TASK PROMPT.
Below, rewrite the lines from the line with "layer in the photo above." to the line with "x=47, y=279", including both, as a numbered list with blank lines omitted.

ENTRIES PROVIDED.
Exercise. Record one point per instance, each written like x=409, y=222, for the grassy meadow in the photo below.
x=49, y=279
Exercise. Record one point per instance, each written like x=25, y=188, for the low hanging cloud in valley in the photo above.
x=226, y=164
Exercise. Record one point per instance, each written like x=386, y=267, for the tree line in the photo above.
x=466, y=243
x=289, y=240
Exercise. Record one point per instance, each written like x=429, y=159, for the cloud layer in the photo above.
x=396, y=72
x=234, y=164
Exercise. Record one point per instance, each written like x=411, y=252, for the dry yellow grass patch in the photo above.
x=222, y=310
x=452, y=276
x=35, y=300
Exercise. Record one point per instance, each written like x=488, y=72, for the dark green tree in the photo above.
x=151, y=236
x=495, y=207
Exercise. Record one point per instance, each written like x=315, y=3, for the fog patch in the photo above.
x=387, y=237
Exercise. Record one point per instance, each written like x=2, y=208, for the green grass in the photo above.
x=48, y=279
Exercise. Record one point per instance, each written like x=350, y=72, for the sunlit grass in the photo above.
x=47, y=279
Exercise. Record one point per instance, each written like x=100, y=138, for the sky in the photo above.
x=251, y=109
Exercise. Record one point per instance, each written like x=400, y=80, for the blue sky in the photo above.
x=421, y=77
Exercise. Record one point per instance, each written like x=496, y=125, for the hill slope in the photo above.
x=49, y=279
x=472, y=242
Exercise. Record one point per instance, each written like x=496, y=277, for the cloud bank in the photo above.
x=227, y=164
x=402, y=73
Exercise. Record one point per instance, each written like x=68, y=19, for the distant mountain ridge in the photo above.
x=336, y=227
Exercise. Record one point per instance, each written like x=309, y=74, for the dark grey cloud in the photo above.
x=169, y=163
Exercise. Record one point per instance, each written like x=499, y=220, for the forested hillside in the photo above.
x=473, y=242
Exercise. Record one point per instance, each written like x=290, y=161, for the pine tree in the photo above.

SOLUTION TO THE EXERCISE.
1. Exercise. Record one point per instance, each written like x=429, y=159, for the cloud layer in the photo above.
2. x=396, y=72
3. x=234, y=164
4. Exercise. Record one point per instance, each written like x=411, y=252, for the dry yellow grass patch in the photo above.
5. x=222, y=310
6. x=452, y=276
7. x=35, y=300
8. Exercise. Record one point per instance, each written like x=488, y=72, for the dark green tree in the photo above.
9. x=151, y=236
10. x=495, y=207
11. Exercise. Record one point per instance, each written like x=315, y=3, for the fog patch in the photo above.
12. x=387, y=237
13. Exercise. Record one point per instance, each written like x=2, y=208, for the green grass in the photo above.
14. x=48, y=279
15. Exercise. Record one point per instance, each written like x=350, y=72, for the sunlit grass in the photo above.
16. x=47, y=279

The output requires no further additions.